**WORK INSTRUCTIONS**
A) Please condense the paragraph of the passage on the Internet of Things beginning "More Australian boards, particularly those" into a short bulleted list that keeps its main facts.
B) Render this sentence from the passage on the Internet of Things in Spanish: "Establishing formal technology committees is another option."
C) Reproduce word for word the portion of the passage on the Internet of Things starting with "More Australian boards, particularly" and going on through "their professional development.".


    But the prospects of autonomous cars being connected to road technology and other databases could revolutionise energy usage, road safety, car maintenance and insurance. More mining companies are already using remote-controlled, autonomous vehicles to improve productivity.

    In terms of IoT penetration, it is likely that manufacturing will generate the biggest economic benefit from connected devices and be an early adopter. The public sector, health and retail industries will be other large beneficiaries of IoT, predicts McKinsey.

    Perhaps the biggest winners will be organisations that provide technology and networks to connect devices.

    2. Boards should act now

    If Gartner is right, boards have time to act to ensure their organisation is prepared to harness the benefits of a trend that could take up to a decade to go mainstream. Those that have not already should start thinking about the IoT now because it will require vastly different resources and thinking within organisations.

    The first priority is ensuring the board has sufficient technology skills to govern through technological change. Some Australian boards have recruited non-executive directors with deep technology management skills; others are forming advisory panels that feature technology experts, to advise the main board on technological trends such as IoT.

    More Australian boards, particularly those of large listed companies, are visiting technology clusters such as Silicon Valley, to hear from leading experts. Or they are arranging for experts, local and offshore, to present to them on technology trends. More directors, anecdotally, are taking technology courses as part of their professional development.

    Establishing formal technology committees is another option. Accenture late last year said banks, for example, should be considering forming technology committees, after its survey showed only 6 per cent of board directors and 3 per cent of CEOs of leading banks – an industry facing significant disruption from fintech start-ups – have professional technology experience.

**ENTRIES SHOWN**

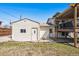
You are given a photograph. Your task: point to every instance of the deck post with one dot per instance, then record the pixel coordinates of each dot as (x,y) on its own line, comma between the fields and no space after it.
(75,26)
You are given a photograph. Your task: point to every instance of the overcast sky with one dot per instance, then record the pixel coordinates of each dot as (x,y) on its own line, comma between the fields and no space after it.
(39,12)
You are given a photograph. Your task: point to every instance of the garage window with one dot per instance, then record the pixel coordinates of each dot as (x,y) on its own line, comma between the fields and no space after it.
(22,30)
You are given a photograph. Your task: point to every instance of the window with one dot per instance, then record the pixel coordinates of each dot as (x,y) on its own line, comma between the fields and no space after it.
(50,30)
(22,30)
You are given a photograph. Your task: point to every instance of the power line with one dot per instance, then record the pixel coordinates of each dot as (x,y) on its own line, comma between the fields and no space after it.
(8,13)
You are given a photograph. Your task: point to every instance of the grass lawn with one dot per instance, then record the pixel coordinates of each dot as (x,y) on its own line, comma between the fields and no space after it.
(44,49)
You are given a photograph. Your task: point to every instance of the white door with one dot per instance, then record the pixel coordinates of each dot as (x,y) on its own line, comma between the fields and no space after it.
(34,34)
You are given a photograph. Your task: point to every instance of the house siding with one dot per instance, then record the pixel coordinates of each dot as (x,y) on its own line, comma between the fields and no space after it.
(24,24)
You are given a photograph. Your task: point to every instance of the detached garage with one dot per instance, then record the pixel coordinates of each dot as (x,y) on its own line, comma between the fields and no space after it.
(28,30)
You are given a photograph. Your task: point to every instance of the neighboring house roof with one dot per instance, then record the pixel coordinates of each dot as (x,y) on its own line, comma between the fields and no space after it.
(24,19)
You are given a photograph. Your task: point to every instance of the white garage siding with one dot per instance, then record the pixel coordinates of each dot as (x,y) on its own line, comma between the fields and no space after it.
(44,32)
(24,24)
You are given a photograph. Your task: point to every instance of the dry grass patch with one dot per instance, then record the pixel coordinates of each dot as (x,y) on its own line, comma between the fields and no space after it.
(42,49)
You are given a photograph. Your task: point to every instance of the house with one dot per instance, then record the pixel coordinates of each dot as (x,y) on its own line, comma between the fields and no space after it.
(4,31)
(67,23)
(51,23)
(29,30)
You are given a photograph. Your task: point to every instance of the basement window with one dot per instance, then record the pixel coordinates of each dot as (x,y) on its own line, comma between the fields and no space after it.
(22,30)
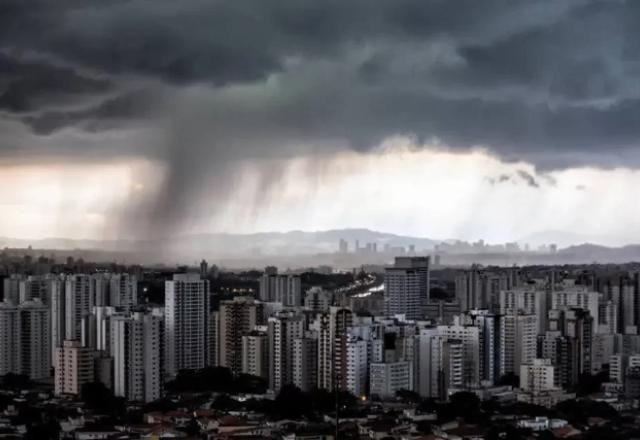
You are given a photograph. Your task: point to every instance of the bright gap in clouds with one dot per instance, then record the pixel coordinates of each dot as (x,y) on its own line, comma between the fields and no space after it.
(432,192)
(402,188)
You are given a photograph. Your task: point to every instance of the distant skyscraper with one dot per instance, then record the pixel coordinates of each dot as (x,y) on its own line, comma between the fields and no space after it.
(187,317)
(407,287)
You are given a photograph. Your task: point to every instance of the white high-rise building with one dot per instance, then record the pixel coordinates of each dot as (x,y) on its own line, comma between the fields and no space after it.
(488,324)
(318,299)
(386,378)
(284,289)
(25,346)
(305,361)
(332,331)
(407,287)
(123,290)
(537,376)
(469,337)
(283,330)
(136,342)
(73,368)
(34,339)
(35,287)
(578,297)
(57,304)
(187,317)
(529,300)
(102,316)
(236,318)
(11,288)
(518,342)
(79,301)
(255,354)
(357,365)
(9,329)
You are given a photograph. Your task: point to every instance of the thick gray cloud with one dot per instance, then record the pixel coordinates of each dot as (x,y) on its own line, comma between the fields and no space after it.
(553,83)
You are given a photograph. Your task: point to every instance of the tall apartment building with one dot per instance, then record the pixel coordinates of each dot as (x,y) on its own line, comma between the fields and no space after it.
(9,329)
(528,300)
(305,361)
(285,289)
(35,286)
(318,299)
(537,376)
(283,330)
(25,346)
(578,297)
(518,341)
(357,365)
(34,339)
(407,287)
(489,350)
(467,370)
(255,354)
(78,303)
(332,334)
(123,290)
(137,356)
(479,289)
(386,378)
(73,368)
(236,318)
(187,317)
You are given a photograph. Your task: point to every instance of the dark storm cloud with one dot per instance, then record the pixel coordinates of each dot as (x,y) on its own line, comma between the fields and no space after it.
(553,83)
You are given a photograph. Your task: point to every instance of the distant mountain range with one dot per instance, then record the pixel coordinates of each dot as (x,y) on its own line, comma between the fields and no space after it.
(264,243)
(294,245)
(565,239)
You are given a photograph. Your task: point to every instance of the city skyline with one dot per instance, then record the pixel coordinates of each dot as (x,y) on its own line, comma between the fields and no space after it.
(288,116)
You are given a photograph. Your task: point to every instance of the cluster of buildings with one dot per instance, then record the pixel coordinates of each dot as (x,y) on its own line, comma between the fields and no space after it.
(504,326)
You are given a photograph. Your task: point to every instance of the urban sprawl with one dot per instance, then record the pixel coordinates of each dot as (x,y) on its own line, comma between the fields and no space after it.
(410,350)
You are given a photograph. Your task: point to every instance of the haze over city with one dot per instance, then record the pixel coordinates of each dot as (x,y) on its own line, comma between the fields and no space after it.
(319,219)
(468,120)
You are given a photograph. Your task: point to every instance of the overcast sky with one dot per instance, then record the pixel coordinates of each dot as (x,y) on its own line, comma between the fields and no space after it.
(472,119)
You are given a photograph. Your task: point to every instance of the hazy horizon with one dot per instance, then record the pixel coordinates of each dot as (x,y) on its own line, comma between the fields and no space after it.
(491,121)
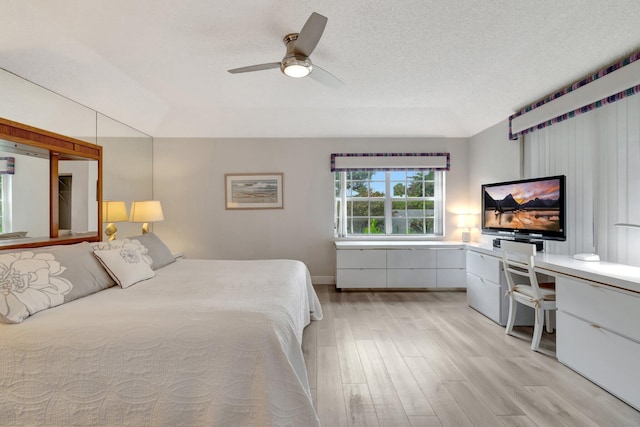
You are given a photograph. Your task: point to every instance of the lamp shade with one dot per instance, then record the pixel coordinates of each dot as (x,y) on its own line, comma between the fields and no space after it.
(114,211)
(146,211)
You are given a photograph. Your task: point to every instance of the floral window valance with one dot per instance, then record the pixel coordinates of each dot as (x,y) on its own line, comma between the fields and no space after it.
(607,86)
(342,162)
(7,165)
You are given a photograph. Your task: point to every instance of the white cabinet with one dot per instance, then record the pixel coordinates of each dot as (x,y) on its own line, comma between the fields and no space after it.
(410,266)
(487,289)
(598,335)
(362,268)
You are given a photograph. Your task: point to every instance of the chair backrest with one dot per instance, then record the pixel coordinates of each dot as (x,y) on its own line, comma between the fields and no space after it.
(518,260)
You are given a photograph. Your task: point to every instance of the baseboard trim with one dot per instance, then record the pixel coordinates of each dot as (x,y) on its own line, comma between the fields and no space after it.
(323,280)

**ANSWERS FOR EACH ITEM**
A)
- More Australian boards, especially those of large listed companies, visit technology clusters such as Silicon Valley to hear from leading experts.
- Some boards instead have local and offshore experts present to them on technology trends.
- Anecdotally, more directors are taking technology courses as part of their professional development.

B) Establecer comités formales de tecnología es otra opción.

C)
More Australian boards, particularly those of large listed companies, are visiting technology clusters such as Silicon Valley, to hear from leading experts. Or they are arranging for experts, local and offshore, to present to them on technology trends. More directors, anecdotally, are taking technology courses as part of their professional development.